▸ TEXT PROVIDED
The total costs for these three inputs should be less than the output—in this case, bitcoin's price—for you to generate profits from your venture. Considering the fluctuating—and often rising—price of bitcoin, the idea of minting your own cryptocurrency might sound like an attractive proposition.

But given the economic difficulties of Bitcoin mining, you may have to resign yourself to accepting lower profits and a longer time to break even after purchasing equipment to participate in the lottery that Bitcoin has become.

History of Bitcoin Mining

Two developments have contributed to the evolution and composition of Bitcoin mining as it is today. First, custom manufacturing of mining Bitcoin machines acted to centralize the network. Because Bitcoin mining is essentially guesswork, arriving at the right answer before another miner has almost everything to do with how fast your device can produce hashes.

In the early days of Bitcoin, desktop computers with ordinary CPUs dominated Bitcoin mining. However, they began taking a long time to discover transactions on the cryptocurrency's network as the algorithm's difficulty level increased with time. According to some estimates, it would have taken "several hundred thousand years on average" using CPUs to find a valid block at the early 2015 difficulty level.

GPU Mining

Over time, miners realized that graphics processing units (GPUs), or graphics cards, were more effective and faster at mining. But they consumed a lot of power and weren't designed for heavy mining. Eventually, manufacturers began limiting their mining abilities because the increase in demand for GPUs made their prices skyrocket and decreased availability.

ASIC Mining

Many miners now use custom mining machines, called Application-Specific Integrated Circuit (ASIC) miners, equipped with specialized chips for faster and more efficient Bitcoin mining. They cost anywhere from several hundred to tens of thousands of dollars. Today, Bitcoin mining is so competitive that it can only be done profitably with the most up-to-date ASICs. But even with the newest unit at your disposal, one is rarely enough to compete with mining pools.

Issues With Bitcoin Mining

Between one in 83 trillion odds, scaling difficulty levels, and the massive network of users verifying transactions, one block of transactions is verified roughly every 10 minutes. But it's important to remember that 10 minutes is a goal, not a rule.

Speed

The Bitcoin network can currently process between three and six transactions per second, with transactions logged in the blockchain about every 10 minutes. By comparison, Visa claims it can process about 65,000 transactions per second. Second-layer solutions and upgrades to the Bitcoin blockchain have attempted to address speed issues, but modern banking networks and other blockchains still dwarf the number of transactions the Bitcoin network can handle.

Scalability

The main issue at the heart of the Bitcoin protocol is scaling—the blockchain's ability to handle more work efficiently. Though Bitcoin miners generally agree that something must be done to address scaling, there is less consensus about how to do it.

▸ PROBLEMS TO SOLVE
- 1) Render the listing, starting with the line containing "Would you mind pointing at the mannequin" and going on through the line containing "column 240, row 117", as a two-column CSV with the headers instruction and answer and one row per instruction. Put each instruction and its answer in a single quoted field, with line breaks replaced by spaces.
- 2) Write the next part of the Bitcoin mining text, picking up after its last sentence.
The Bitcoin mining text above has no connection to the listing that follows it.

▸ DATA LISTING
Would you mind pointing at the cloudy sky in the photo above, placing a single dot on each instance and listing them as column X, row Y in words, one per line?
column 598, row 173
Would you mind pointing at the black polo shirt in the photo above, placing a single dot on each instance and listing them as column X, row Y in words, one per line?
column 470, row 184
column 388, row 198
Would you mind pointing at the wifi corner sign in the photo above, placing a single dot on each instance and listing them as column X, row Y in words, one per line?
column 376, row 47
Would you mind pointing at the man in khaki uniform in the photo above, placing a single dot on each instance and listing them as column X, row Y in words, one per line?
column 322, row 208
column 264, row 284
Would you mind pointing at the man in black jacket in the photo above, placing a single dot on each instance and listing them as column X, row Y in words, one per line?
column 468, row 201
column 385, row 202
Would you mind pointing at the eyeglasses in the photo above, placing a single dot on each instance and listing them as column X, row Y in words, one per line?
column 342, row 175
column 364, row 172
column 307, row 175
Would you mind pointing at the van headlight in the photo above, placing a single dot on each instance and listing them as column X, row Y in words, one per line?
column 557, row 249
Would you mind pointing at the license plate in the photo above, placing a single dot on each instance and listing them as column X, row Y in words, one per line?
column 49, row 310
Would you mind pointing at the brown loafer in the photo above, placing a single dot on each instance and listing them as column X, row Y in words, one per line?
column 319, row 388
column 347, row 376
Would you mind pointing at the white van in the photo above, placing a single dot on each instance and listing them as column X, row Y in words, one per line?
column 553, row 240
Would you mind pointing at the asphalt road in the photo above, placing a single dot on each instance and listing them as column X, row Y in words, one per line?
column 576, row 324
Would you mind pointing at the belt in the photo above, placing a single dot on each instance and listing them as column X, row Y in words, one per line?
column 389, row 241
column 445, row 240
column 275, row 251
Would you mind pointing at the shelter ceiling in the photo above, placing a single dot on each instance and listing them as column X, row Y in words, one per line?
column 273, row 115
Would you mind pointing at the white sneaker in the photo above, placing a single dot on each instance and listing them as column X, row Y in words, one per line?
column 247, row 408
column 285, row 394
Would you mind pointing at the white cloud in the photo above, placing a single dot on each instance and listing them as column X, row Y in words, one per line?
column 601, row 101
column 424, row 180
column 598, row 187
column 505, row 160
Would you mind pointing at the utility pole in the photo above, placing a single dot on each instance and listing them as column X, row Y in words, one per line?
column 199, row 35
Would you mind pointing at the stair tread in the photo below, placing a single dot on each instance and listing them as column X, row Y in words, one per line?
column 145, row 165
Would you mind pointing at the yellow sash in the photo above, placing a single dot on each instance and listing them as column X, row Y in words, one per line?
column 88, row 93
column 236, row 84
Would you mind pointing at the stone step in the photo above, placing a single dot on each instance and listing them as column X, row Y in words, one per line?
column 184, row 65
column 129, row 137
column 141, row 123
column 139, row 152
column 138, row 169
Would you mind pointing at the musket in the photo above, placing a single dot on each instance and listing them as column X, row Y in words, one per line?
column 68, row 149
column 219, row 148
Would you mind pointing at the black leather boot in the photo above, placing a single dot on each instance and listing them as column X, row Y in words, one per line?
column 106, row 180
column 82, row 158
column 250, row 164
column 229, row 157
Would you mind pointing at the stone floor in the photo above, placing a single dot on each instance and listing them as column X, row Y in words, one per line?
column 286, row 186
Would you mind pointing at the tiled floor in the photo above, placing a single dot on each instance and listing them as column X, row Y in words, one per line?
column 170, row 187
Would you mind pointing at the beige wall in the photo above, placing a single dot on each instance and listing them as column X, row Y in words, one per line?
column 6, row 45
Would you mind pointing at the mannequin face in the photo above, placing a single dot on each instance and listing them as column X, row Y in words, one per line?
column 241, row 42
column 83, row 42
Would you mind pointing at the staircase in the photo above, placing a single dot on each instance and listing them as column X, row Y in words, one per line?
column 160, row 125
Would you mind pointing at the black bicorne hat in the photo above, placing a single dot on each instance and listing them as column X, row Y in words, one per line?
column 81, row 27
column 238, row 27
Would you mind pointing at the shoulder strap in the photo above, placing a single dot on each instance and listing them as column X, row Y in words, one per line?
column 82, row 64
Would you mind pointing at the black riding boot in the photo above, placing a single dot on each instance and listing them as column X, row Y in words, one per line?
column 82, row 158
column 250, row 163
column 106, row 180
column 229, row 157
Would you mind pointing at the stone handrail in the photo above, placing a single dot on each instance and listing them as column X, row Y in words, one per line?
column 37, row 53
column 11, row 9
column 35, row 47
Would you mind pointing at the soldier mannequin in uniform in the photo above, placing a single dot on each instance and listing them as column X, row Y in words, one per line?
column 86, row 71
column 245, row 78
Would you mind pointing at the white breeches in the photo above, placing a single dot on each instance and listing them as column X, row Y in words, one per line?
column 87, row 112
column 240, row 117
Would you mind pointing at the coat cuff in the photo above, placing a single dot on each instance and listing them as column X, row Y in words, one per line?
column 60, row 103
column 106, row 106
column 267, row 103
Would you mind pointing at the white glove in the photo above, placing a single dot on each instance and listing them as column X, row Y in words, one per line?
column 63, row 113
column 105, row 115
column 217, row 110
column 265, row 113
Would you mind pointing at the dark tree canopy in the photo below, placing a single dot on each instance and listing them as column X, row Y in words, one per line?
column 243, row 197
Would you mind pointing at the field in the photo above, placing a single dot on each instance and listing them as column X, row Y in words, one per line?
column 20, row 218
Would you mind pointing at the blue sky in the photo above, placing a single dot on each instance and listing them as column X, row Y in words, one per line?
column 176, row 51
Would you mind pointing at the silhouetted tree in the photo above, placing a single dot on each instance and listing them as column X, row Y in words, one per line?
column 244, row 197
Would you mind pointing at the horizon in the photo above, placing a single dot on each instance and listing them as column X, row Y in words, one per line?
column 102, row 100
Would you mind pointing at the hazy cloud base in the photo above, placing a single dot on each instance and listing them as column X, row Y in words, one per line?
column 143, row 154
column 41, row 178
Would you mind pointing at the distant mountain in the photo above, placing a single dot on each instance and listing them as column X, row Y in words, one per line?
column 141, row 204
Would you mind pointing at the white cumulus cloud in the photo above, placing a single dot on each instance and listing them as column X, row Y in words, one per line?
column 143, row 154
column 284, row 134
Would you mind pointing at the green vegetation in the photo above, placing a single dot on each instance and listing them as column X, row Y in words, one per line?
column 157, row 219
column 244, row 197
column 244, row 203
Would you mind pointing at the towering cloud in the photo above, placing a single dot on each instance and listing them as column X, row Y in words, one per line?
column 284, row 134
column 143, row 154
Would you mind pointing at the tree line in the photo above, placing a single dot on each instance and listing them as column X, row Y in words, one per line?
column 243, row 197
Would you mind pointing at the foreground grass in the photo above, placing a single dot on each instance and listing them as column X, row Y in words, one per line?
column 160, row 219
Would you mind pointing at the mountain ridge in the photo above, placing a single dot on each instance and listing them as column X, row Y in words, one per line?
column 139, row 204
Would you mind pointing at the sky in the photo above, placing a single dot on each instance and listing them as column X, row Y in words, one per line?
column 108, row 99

▸ RESPONSES TO THE EXERCISE
- 1)
instruction,answer
"Would you mind pointing at the mannequin face in the photo above, placing a single dot on each instance and listing them as column X, row Y in words, one per line?","column 241, row 42 column 83, row 42"
"Would you mind pointing at the staircase in the photo above, placing a single dot on each instance and listing them as column X, row Y in words, one per line?","column 160, row 125"
"Would you mind pointing at the black bicorne hat in the photo above, placing a single dot on each instance and listing them as column X, row Y in words, one per line?","column 81, row 27 column 238, row 27"
"Would you mind pointing at the shoulder strap in the photo above, placing a single dot on each instance and listing them as column X, row Y in words, one per line?","column 82, row 64"
"Would you mind pointing at the black riding boot in the photo above, placing a single dot on each instance and listing them as column X, row Y in words, one per line?","column 82, row 158 column 250, row 163 column 106, row 180 column 229, row 157"
"Would you mind pointing at the stone handrail in the photo above, placing a single dot on each instance and listing them as column X, row Y in words, one per line?","column 37, row 53 column 11, row 9 column 35, row 47"
"Would you mind pointing at the soldier mannequin in uniform in the photo above, placing a single dot on each instance and listing them as column X, row Y in words, one per line?","column 86, row 71 column 245, row 78"
"Would you mind pointing at the white breeches in the photo above, placing a single dot on each instance and listing them as column X, row Y in words, one per line?","column 87, row 112 column 240, row 117"

- 2)
Bitcoin has been adjusted by introducing upgrades and accepting input from layers that do much of the work off-chain, but it still has issues with scalability. When making adjustments, blockchain is surrounded by three central concerns: decentralization, security, and scalability. With current technology, one cannot be changed without affecting another. For example, if the Bitcoin blockchain were altered so that it could scale more effectively, it would likely decrease security and increase centralization.

Energy Use

For most of Bitcoin's short history, its mining process has remained an energy-intensive one. In the decade after it was launched, Bitcoin mining was concentrated in China, a country that relies on fossil fuels like coal to produce a majority of its electricity. Not surprisingly, in an age where all endeavors should have their environmental impacts evaluated and adjusted, Bitcoin mining's astronomical energy costs have drawn attention. According to some estimates, the cryptocurrency's mining process consumes as much electricity as entire countries.

However, Bitcoin proponents have released studies that claim that the cryptocurrency is powered largely by renewable energy sources. Some Bitcoin mining farms claim to lower capacity when there is a higher demand for energy. Another theory is that Bitcoin can be good for ESG because it drives green energy production, can stabilize energy grids, and can use methane as an energy source.

One thing to remember about these reports and studies is that they are based on conjectures, self-reported data from mining pools, and theory. This makes it difficult to be certain because the information is scarce and opaque.

The Bottom Line

Bitcoin mining is an energy-intensive process involving mining devices and software that compete to solve a cryptographic problem. The Bitcoin mining process also confirms transactions on the cryptocurrency's network. As an incentive to participate in the process, bitcoin is rewarded to those that win the competition.

Though individual miners using desktop systems played a role during the cryptocurrency's early days, the Bitcoin mining ecosystem is dominated by large mining companies that run mining pools spread across many geographies. Bitcoin mining is also controversial because it uses astronomical amounts of energy.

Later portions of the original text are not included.